(Consigne) Poursuivez la décision de la Cour fédérale sur l'habilitation de sécurité refusée à la demanderesse, à partir de l'endroit où elle s'arrête.

(Texte)

Décisions de la Cour fédérale

Informations sur la décision

Contenu de la décision

 

Cour fédérale

 

Federal Court

 

 


Date : 20130123

Dossier : T-476-12

Référence : 2013 CF 59

[TRADUCTION FRANÇAISE CERTIFIÉE, NON RÉVISÉE]

Ottawa (Ontario), le 23 janvier 2013

En présence de monsieur le juge Rennie

 

 

ENTRE :

MARILYN THEP-OUTHAINTHANY

 

demanderesse

 

et

 

LE PROCUREUR GÉNÉRAL DU CANADA

 

défendeur

 

 

 

MOTIFS DU JUGEMENT ET JUGEMENT

 

[1]               La demanderesse cherche à faire annuler une décision datée du 7 février 2012 par laquelle le ministre des Transports, de l’Infrastructure et des Collectivités (le ministre) a rejeté sa demande d’habilitation de sécurité en matière de transport à l’Aéroport international de Vancouver. Pour les motifs qui suivent, la présente demande est rejetée.

(Jeu de données)
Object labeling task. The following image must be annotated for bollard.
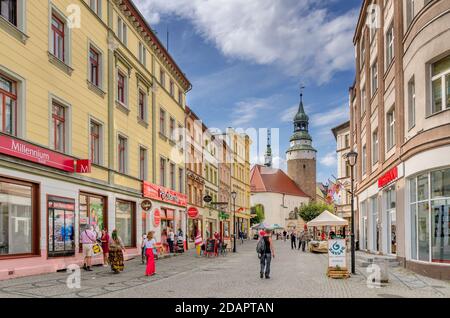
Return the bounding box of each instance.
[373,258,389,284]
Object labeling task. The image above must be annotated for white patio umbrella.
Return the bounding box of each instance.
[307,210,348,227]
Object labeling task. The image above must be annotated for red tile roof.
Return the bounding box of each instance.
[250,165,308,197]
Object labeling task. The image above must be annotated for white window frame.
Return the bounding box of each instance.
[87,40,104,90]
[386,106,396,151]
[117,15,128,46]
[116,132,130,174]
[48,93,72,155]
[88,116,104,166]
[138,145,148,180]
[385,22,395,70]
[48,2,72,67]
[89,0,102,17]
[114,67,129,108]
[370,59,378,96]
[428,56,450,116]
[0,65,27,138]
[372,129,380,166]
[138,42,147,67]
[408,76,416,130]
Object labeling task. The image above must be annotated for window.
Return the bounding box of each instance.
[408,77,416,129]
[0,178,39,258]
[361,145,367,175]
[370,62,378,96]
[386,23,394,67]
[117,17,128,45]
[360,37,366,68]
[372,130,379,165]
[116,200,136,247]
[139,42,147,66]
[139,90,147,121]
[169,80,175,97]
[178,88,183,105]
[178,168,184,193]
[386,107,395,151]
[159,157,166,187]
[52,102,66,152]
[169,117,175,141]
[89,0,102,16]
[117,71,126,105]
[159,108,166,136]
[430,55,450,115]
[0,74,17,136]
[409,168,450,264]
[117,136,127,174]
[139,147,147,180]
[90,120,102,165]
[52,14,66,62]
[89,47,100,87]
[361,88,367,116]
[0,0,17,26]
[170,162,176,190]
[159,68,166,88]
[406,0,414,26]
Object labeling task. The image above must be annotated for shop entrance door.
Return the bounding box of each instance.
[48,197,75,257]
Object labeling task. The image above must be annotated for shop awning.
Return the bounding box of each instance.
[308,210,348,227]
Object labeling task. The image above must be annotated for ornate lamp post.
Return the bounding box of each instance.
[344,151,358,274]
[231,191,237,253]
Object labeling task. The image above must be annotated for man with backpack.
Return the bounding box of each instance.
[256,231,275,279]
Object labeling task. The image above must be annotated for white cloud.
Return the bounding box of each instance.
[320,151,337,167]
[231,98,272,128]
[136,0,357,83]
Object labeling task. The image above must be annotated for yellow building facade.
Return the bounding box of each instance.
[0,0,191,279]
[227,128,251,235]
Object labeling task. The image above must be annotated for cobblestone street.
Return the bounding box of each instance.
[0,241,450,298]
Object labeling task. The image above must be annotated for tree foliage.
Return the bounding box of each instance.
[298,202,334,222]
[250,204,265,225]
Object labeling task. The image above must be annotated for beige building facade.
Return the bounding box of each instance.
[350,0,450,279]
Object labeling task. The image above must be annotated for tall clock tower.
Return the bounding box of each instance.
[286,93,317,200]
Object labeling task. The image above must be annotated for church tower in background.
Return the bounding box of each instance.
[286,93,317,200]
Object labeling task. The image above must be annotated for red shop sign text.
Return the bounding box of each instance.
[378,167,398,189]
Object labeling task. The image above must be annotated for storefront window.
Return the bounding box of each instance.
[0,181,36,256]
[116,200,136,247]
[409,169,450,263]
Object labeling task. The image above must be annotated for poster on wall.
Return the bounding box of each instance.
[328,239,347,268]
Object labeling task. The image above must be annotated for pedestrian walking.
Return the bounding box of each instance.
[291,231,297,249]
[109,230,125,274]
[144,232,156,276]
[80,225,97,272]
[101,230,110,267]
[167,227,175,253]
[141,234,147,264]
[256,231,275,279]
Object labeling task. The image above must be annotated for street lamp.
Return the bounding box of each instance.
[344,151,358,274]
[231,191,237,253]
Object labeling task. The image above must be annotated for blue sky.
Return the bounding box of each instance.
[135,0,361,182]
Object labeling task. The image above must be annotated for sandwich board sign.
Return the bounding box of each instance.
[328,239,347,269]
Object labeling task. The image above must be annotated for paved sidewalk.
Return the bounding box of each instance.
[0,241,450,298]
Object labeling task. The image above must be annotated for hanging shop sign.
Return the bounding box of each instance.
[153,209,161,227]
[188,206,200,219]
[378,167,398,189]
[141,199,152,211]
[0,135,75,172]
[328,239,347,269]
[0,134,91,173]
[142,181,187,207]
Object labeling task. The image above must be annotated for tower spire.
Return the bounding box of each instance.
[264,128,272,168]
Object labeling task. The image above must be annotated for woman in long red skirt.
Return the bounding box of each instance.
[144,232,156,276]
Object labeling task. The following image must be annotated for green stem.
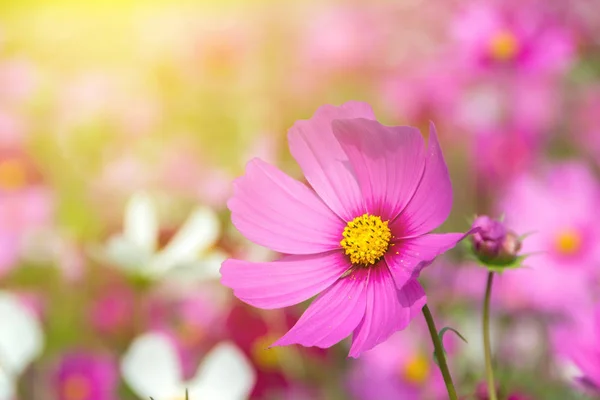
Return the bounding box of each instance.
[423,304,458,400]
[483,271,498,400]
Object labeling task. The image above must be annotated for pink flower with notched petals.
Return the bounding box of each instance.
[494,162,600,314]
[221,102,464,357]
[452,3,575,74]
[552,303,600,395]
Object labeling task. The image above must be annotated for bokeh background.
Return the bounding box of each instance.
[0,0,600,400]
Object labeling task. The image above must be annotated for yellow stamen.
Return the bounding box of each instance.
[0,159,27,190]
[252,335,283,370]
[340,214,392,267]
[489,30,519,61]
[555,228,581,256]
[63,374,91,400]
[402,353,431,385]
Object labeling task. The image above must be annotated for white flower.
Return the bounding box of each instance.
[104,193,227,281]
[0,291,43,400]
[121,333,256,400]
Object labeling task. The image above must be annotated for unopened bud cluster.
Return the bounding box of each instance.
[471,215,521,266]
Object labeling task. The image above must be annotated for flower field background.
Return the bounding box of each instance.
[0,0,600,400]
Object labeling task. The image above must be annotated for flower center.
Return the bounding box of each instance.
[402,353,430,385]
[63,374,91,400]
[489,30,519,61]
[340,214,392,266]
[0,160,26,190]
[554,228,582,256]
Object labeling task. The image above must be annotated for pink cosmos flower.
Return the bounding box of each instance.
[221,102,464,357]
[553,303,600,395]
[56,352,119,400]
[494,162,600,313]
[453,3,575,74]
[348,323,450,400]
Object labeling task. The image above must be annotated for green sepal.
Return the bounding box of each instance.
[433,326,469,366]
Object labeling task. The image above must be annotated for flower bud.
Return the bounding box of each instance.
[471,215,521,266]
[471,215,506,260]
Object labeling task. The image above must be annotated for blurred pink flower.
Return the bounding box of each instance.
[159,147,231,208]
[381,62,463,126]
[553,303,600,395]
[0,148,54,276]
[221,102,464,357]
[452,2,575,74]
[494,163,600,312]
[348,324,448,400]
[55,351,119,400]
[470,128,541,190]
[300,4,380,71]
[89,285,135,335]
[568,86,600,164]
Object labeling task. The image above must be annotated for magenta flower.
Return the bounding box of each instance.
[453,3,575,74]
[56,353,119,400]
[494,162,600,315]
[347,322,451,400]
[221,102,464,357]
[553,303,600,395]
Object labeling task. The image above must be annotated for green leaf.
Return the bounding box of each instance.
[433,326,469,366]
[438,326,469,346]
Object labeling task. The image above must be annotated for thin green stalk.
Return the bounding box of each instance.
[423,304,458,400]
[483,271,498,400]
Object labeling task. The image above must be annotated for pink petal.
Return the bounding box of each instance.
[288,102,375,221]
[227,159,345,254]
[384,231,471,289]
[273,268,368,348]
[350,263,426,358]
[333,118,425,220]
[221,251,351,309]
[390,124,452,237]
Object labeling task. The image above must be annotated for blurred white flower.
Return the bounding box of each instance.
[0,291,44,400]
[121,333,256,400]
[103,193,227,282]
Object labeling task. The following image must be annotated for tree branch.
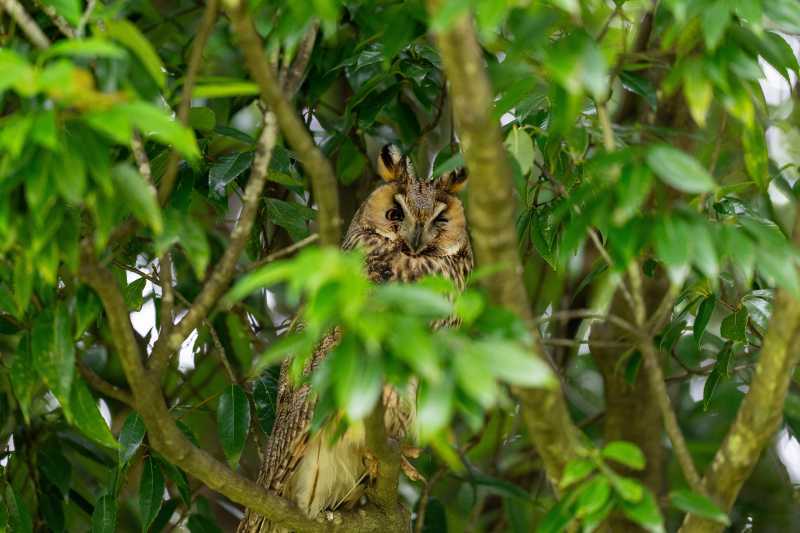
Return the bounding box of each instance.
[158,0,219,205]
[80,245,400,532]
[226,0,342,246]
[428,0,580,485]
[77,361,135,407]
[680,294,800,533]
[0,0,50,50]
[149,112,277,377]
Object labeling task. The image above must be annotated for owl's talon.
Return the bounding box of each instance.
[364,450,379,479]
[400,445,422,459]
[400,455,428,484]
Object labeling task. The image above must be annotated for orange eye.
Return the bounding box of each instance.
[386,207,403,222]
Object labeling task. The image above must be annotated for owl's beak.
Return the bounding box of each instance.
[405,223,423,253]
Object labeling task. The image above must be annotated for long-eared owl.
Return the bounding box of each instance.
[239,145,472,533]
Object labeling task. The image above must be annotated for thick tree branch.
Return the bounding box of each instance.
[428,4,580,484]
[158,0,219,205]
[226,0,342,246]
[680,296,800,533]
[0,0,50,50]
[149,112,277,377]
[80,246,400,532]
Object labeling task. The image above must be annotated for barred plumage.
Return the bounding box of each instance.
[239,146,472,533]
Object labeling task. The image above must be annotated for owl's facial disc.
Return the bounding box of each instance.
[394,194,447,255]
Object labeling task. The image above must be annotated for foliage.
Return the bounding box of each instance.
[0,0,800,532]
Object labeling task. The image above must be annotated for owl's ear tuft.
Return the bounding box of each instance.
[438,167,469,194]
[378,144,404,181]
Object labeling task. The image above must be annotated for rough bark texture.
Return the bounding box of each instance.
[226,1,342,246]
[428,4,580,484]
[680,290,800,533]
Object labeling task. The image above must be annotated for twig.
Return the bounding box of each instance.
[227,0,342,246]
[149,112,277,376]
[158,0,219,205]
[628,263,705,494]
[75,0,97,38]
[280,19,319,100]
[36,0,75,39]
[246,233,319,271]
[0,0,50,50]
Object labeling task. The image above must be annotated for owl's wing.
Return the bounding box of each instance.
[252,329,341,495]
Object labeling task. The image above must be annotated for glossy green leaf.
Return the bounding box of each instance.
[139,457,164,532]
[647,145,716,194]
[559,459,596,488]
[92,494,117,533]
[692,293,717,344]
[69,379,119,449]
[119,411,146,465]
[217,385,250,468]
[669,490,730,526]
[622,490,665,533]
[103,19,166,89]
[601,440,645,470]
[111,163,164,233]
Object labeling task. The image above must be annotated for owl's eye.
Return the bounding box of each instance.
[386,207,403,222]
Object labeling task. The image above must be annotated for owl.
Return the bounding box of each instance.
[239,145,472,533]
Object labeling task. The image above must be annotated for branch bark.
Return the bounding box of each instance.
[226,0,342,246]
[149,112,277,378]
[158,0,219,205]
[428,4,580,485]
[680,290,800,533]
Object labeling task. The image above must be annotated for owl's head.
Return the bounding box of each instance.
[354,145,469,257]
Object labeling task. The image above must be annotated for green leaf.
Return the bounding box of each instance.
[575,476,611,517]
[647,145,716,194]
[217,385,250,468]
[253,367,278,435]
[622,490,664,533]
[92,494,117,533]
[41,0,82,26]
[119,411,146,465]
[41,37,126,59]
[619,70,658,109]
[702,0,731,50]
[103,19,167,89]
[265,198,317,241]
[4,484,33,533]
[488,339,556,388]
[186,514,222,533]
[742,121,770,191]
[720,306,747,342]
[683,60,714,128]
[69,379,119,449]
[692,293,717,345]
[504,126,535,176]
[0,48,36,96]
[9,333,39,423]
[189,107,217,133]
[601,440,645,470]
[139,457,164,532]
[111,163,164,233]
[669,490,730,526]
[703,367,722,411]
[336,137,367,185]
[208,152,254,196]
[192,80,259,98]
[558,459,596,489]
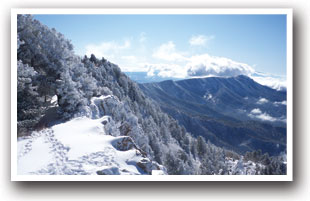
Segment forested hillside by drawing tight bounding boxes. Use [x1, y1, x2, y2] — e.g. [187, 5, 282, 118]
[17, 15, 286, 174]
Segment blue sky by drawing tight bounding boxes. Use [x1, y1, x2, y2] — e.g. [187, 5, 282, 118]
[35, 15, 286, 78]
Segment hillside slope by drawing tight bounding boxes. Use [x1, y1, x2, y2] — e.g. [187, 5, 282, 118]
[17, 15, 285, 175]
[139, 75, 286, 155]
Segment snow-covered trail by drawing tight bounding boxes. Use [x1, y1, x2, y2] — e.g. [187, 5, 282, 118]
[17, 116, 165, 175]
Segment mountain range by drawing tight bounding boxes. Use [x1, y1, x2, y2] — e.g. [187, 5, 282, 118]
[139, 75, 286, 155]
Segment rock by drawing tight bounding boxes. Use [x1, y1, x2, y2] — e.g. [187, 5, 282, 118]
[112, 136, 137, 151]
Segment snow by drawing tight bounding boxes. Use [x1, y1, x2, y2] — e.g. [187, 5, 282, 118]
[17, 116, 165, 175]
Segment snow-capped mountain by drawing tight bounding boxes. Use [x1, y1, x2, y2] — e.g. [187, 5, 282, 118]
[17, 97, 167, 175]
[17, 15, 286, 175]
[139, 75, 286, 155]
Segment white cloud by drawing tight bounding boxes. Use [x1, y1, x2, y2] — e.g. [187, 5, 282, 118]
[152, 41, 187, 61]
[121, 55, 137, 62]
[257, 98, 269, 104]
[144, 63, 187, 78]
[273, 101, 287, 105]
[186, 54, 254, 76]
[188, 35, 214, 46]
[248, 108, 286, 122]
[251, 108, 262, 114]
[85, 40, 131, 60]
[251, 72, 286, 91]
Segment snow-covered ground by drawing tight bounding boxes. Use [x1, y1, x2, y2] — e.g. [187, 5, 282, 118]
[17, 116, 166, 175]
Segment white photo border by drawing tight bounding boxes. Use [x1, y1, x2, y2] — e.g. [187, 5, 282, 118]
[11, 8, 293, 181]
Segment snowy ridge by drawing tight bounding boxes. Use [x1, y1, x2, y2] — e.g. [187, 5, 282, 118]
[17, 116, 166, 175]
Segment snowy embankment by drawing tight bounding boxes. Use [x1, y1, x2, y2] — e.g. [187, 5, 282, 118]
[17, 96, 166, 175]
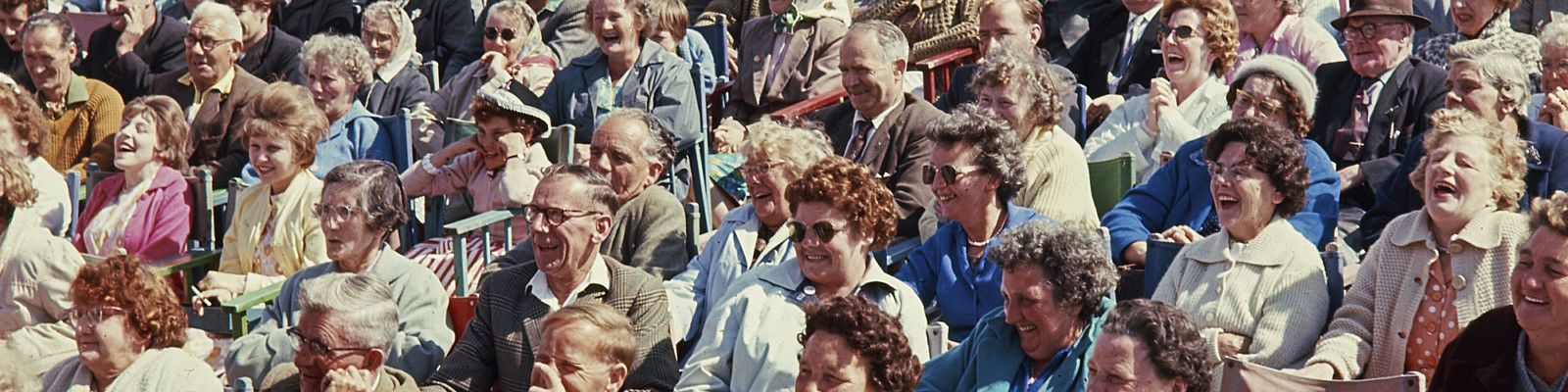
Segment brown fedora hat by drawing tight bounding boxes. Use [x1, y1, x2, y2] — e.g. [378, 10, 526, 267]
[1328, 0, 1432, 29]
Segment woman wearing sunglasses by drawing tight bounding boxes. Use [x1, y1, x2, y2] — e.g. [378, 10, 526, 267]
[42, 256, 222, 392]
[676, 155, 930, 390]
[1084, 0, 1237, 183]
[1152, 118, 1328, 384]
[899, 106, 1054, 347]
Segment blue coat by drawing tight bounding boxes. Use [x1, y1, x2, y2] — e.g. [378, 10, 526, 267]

(Réponse)
Les faits

[2]               La sécurité des aéroports est régie par la Loi sur l’aéronautique, LRC 1985, c A‑2 (la Loi sur l’aéronautique), et le Règlement canadien de 2012 sur la sûreté aérienne (DORS/2011-318) (le Règlement). Aux termes du Règlement, les personnes travaillant dans les zones réglementées d’un aéroport doivent détenir une habilitation de sécurité, et l’article 4.8 de la Loi sur l’aéronautique confère au ministre le pouvoir discrétionnaire d’accorder ou non cette habilitation.

 

[3]               La Politique sur le Programme d’habilitation de sécurité en matière de transport (la Politique sur la sécurité) décrit quelle est la marche à suivre en vue d’obtenir une habilitation de sécurité. Les candidats doivent se soumettre à un contrôle détaillé de leurs antécédents, ce qui inclut une vérification de casier judiciaire ainsi qu’un examen des dossiers que tiennent les organismes d’exécution de la loi. Si l’on découvre des renseignements préjudiciables, un organisme consultatif, formé de hauts fonctionnaires, étudie l’affaire et formule une recommandation à l’intention du ministre.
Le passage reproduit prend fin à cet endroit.